▶ [Instruções do exercício]
1. Segundo o texto sobre antidepressivos, qual droga os médicos identificaram como a causa da euforia em pacientes tratados para tuberculose?
2. Reescreva em forma de lista o parágrafo do texto sobre antidepressivos que começa com "Os antidepressivos são medicamentos mais específicos", mantendo seus fatos principais.
3. Prossiga com o texto sobre antidepressivos a partir do ponto em que ele termina.

Meu médico prescreveu um antidepressivo… e agora?

O presente texto é a primeira parte de todo um capítulo que se refere a esse assunto. Ao todo serão 3 partes lançadas a cada 2 semanas.

Muitas pessoas se veem frente a um dilema quando estão diante de uma receita de medicamento antidepressivo prescrito por um clínico geral, um ginecologista, um neurologista ou mesmo um psiquiatra: Tomar ou não tomar?

Normalmente, os médicos prescrevem essa classe de droga e, frequentemente, não se dão conta de que existe uma grande confusão por parte da população geral no que se refere aos antidepressivos.

Fica fácil entender como funciona um antibiótico ou um anti-inflamatório, mas e o antidepressivo? Como uma substância química seria capaz de mudar um estado emocional interno? Qual a consequência de seu uso a longo prazo? Por quanto tempo deve ser tomado? Existe o risco de dependência? Dúvidas que se não forem devidamente esclarecidas, podem fazer o paciente descartar a receita numa lixeira próxima.

Em primeiro lugar, é importante esclarecer que existe uma grande confusão quanto ao que se refere esse tipo de medicamento, de modo que muitos pacientes acabam colocando os ansiolíticos, os neurolépticos e os estabilizadores de humor na mesma classe dos antidepressivos, o que não corresponde a realidade.

Os antidepressivos são medicamentos mais específicos para o tratamento das depressões, sendo que esses outros medicamentos são usados como coadjuvantes para a correção de sintomas secundários, tais como a insônia e a ansiedade, como prevenção ou como potencializadores da ação dos antidepressivos.

Basicamente, podemos dizer que os antidepressivos são substâncias capazes de provocar a mudança do nível de humor de pacientes que apresentam um quadro depressivo. Historicamente, essa função está ligada ao aumento dos níveis de alguns neurotransmissores no cérebro (as monoaminas), que são um dos responsáveis pelo nosso estado emocional.

Um Pouco de História

Os antidepressivos (AD) surgiram por acaso na década de 50, através da observação clínica de que alguns pacientes em tratamento para tuberculose ficavam eufóricos.

Logo, os médicos chegaram a conclusão de que a droga que estava provocando esse efeito era a iproniazida, um tipo de antibiótico que possui a propriedade de aumentar a disponibilidade das chamadas monoaminas no organismo. Existem três monoaminas: Serotonina, Noradrenalina e a Dopamina.

[Dados coletados]
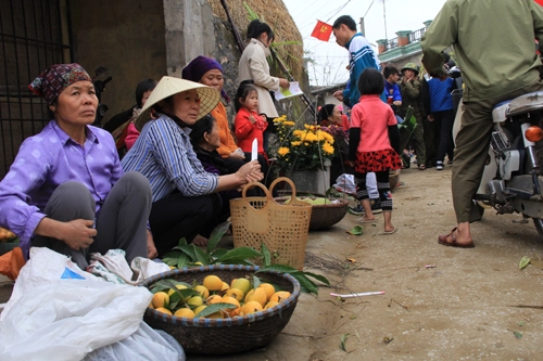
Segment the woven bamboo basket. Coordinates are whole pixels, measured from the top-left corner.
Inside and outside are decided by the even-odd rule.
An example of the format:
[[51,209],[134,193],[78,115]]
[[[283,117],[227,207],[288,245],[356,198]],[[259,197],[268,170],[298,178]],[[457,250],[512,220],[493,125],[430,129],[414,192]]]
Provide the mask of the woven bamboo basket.
[[[325,197],[324,195],[318,195]],[[276,197],[277,203],[290,201],[289,197]],[[310,220],[310,231],[326,230],[338,223],[345,217],[349,207],[348,199],[333,199],[333,203],[326,205],[313,205]]]
[[[261,183],[247,184],[241,198],[230,199],[230,216],[235,247],[261,249],[264,243],[274,253],[275,265],[287,265],[302,270],[310,231],[312,206],[295,199],[288,205],[277,203],[272,192],[279,182],[287,182],[295,199],[295,185],[288,178],[278,178],[269,191]],[[265,197],[248,197],[252,186],[261,188]]]
[[[202,284],[206,275],[219,276],[228,284],[233,279],[252,276],[258,267],[218,265],[199,268],[184,268],[149,278],[139,285],[150,287],[163,279],[187,283],[194,280]],[[172,335],[187,353],[228,354],[260,348],[268,344],[287,325],[300,297],[300,283],[288,273],[262,272],[257,276],[282,291],[290,297],[267,310],[230,319],[187,319],[167,315],[148,308],[143,321],[151,327]]]

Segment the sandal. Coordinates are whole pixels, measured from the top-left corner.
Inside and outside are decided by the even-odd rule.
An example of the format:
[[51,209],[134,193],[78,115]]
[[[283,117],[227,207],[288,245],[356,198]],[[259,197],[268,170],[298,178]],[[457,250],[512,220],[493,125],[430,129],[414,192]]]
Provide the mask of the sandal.
[[[449,246],[449,247],[457,247],[457,248],[473,248],[475,244],[473,242],[468,243],[468,244],[460,244],[456,242],[456,235],[453,233],[456,231],[456,227],[451,230],[451,233],[449,234],[442,234],[438,236],[438,243],[443,245],[443,246]],[[449,237],[451,237],[451,241],[449,241]]]

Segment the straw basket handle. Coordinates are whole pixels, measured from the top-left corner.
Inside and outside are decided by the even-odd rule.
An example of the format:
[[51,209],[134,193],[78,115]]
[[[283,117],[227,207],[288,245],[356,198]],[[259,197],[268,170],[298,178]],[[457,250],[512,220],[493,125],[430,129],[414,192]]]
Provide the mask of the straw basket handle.
[[[294,184],[294,182],[290,179],[290,178],[287,178],[287,177],[279,177],[277,178],[275,181],[272,182],[272,184],[269,185],[269,196],[272,196],[273,191],[274,191],[274,188],[280,183],[280,182],[286,182],[290,185],[290,188],[292,189],[292,196],[290,197],[290,202],[289,202],[289,205],[290,206],[294,206],[294,205],[300,205],[300,206],[307,206],[307,202],[303,202],[303,201],[299,201],[296,198],[296,185]],[[272,201],[275,203],[275,204],[278,204],[278,205],[282,205],[280,203],[277,203],[274,198],[272,198]]]
[[[257,197],[266,203],[261,208],[255,208],[251,204],[250,198],[254,198],[254,197],[250,197],[250,198],[247,197],[247,191],[249,191],[250,189],[252,189],[254,186],[260,188],[266,194],[265,197]],[[247,217],[248,231],[253,232],[253,233],[258,233],[258,234],[267,233],[268,228],[269,228],[268,207],[269,207],[269,202],[272,199],[267,188],[258,182],[248,183],[248,184],[245,184],[245,186],[243,186],[243,191],[241,192],[241,198],[242,198],[243,206],[247,207],[245,217]]]

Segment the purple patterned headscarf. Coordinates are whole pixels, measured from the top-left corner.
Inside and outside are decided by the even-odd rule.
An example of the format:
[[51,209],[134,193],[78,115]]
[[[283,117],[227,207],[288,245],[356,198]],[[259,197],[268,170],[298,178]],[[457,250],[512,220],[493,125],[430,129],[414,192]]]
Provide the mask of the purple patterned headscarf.
[[[194,82],[200,82],[204,74],[212,69],[219,69],[220,73],[224,74],[223,67],[216,60],[198,55],[189,64],[187,64],[186,67],[182,68],[181,78]],[[226,102],[230,102],[230,98],[224,90],[220,90],[220,95],[223,95]]]
[[43,98],[48,104],[53,104],[64,89],[81,80],[92,81],[88,73],[79,64],[54,64],[34,79],[28,85],[28,89]]

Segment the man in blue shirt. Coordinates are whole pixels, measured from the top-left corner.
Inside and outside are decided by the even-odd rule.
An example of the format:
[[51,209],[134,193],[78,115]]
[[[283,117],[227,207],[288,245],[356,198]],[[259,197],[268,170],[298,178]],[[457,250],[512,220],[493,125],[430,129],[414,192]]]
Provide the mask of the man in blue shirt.
[[[333,22],[332,25],[333,36],[336,37],[336,42],[340,47],[346,48],[349,50],[349,72],[350,77],[348,83],[350,85],[344,90],[338,90],[333,93],[333,96],[340,102],[343,102],[349,107],[353,107],[358,103],[361,99],[361,92],[358,90],[358,78],[362,72],[367,67],[374,67],[380,69],[379,60],[377,54],[371,49],[369,41],[361,34],[356,31],[356,23],[349,15],[342,15]],[[387,101],[384,96],[384,91],[381,94],[381,100]],[[371,210],[374,214],[380,212],[381,204],[379,202],[379,193],[377,192],[377,180],[375,173],[368,173],[366,179],[366,186],[368,189],[369,197],[371,198]],[[351,209],[351,212],[355,215],[362,215],[362,205]]]
[[[361,99],[358,78],[362,72],[367,67],[379,69],[379,60],[371,49],[369,41],[361,33],[356,31],[356,23],[351,16],[343,15],[338,17],[333,22],[332,31],[336,42],[349,50],[349,80],[351,81],[349,89],[338,90],[333,93],[333,96],[346,106],[352,107]],[[381,99],[386,101],[384,93],[381,95]]]
[[387,103],[392,107],[394,114],[397,106],[402,105],[402,94],[400,87],[397,87],[397,79],[400,79],[400,72],[394,66],[386,66],[382,72],[384,77],[384,92],[387,93]]

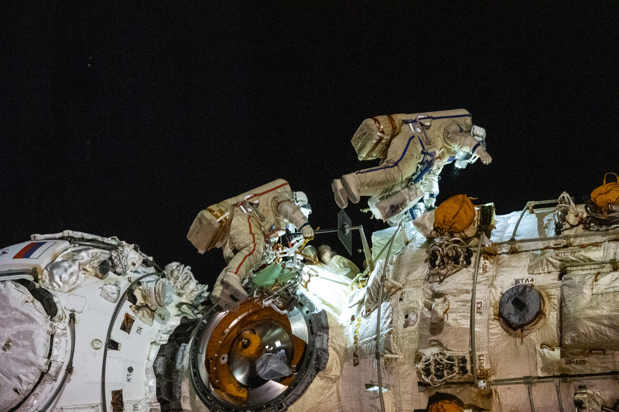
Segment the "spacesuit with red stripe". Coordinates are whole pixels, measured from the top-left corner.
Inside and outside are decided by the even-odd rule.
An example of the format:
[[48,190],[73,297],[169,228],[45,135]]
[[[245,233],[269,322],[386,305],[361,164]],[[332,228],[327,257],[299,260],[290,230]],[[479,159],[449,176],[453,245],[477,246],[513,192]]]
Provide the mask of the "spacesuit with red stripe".
[[[251,203],[255,200],[259,200],[258,205]],[[300,206],[303,201],[295,200],[287,184],[275,193],[256,195],[249,201],[257,212],[244,211],[247,208],[241,204],[235,208],[229,235],[223,245],[228,266],[217,278],[211,294],[212,300],[227,310],[238,308],[238,302],[246,296],[241,284],[260,264],[265,242],[285,233],[288,223],[300,229],[305,237],[314,234]]]

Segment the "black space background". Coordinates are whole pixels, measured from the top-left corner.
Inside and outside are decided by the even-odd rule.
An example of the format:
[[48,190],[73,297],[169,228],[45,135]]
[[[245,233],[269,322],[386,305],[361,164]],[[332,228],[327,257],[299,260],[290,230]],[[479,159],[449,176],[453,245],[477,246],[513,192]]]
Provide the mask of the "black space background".
[[212,284],[196,214],[282,177],[334,226],[331,180],[376,164],[350,140],[381,114],[485,128],[492,164],[446,167],[439,201],[505,214],[619,172],[616,2],[128,4],[0,3],[0,245],[116,235]]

▶ [Respostas por tarefa]
1. A iproniazida, um tipo de antibiótico.

2.
- Os antidepressivos são mais específicos para o tratamento das depressões.
- Os outros medicamentos são usados como coadjuvantes:
  - para corrigir sintomas secundários, como insônia e ansiedade;
  - como prevenção;
  - como potencializadores da ação dos antidepressivos.

3.
A conclusão óbvia naquele tempo foi de que a deficiência de uma delas seria a causa dos estados depressivos e, a partir desse momento, as drogas que possuíam a propriedade de aumentar a disponibilidade das monoaminas no cérebro foram denominados de antidepressivos.

Logo em seguida, a indústria farmacêutica lançou no mercado o primeiro antidepressivo comprovadamente eficaz, a imipramina, cujo nome comercial é o Tofranil.

Consequentemente, outras drogas de perfil semelhante foram sendo lançadas pela indústria, tais como a clomipramina e a desipramina, que são denominados antidepressivos tricíclicos.

Os tricíclicos são drogas que normalmente provocam muitos efeitos colaterais devido a falta de especificidade para as monoaminas, agindo também em outros sistemas no organismo e, por isso, atualmente são pouco utilizadas como antidepressivos, sendo que os efeitos colaterais que provocam acabaram se transformando no principal alvo terapêutico, como é o caso do seu uso na enurese noturna e ejaculação precoce.

No início da década de 80, surge o primeiro antidepressivo mais específico e com bem menos efeitos colaterais: o Prozac ou, quimicamente falando, a fluoxetina, que inaugurou toda uma nova classe de antidepressivos, os chamados inibidores seletivos da recaptação da serotonina.

Hoje em dia, o mercado da depressão é um dos mais promissores para a indústria farmacêutica. Nos últimos 5 anos, as vendas de antidepressivos dobraram no Brasil e em vários países. Nos Estados Unidos, 12,7 % da população toma regularmente, sendo essa porcentagem o dobro se considerarmos somente o grupo das mulheres e essa taxa sobe para 19,1% na população maior de 60 anos.

A Epidemia Afetiva

A incidência de distúrbios depressivos na população mundial vem aumentando consideravelmente, levando junto os índices de suicídio, de abuso de drogas, de distúrbio de ansiedade, etc.

Depressão é um fenômeno do pós estresse e como a população mundial anda mais estressada, não poderia ser diferente. O fenômeno tem múltiplas explicações, mas — ao meu ver — as mudanças radicais e muito rápidas que estão ocorrendo na sociedade são a causa desta epidemia afetiva.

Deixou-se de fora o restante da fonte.